▸ **Records for this exercise**
####################

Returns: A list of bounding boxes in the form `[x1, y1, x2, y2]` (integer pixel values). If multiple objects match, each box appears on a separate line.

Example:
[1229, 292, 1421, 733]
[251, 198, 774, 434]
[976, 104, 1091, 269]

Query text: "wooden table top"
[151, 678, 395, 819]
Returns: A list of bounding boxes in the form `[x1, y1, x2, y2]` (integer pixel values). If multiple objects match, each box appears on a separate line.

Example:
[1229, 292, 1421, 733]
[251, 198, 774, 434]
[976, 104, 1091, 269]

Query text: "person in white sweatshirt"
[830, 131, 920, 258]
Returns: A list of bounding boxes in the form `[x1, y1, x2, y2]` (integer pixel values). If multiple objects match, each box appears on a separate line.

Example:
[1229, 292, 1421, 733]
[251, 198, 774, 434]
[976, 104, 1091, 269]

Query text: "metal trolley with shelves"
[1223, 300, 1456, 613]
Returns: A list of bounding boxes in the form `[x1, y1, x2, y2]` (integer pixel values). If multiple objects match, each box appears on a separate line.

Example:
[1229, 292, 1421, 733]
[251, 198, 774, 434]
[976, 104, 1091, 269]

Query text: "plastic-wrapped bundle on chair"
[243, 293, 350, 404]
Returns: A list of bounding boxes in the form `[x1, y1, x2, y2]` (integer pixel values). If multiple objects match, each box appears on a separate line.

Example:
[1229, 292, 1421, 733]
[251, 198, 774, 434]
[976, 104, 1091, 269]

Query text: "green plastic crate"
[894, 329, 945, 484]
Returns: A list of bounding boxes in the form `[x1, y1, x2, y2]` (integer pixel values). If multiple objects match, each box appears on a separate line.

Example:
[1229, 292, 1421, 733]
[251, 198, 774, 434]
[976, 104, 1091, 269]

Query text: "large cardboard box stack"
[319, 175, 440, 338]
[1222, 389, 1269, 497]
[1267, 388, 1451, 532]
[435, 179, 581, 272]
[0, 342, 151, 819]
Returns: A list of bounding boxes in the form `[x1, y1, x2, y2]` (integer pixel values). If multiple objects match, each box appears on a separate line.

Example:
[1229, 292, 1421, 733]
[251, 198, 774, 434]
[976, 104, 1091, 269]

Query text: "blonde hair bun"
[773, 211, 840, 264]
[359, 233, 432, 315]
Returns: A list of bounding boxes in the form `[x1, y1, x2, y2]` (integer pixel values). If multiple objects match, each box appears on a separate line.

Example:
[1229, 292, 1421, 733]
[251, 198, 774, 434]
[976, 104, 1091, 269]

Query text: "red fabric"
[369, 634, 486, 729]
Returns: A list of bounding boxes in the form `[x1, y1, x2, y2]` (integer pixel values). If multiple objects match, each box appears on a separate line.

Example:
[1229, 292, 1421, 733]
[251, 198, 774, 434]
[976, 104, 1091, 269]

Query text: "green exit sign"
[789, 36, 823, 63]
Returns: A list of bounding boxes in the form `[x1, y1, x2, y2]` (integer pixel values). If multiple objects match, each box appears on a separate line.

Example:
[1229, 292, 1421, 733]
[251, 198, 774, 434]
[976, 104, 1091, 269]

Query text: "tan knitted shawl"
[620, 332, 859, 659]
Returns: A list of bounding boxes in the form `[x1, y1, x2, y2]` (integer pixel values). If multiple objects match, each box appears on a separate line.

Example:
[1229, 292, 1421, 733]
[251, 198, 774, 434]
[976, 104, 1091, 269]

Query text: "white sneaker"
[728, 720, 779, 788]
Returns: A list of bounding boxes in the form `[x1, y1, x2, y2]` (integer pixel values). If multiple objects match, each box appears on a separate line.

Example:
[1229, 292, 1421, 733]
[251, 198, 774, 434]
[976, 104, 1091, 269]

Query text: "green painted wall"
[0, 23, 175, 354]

####################

▸ **What you will do**
Render the stretch from the start of the material through the line containing "[151, 678, 395, 819]" as a Markdown table with the columns Number and Text. Give each non-blank line its own row with a running number, and skip the blank lines.

▸ **Exercise answer**
| Number | Text |
|---|---|
| 1 | Returns: A list of bounding boxes in the form `[x1, y1, x2, y2]` (integer pixel values). If multiple objects match, each box appears on a separate line. |
| 2 | Example: |
| 3 | [1229, 292, 1421, 733] |
| 4 | [251, 198, 774, 434] |
| 5 | [976, 104, 1091, 269] |
| 6 | Query text: "wooden table top" |
| 7 | [151, 678, 395, 819] |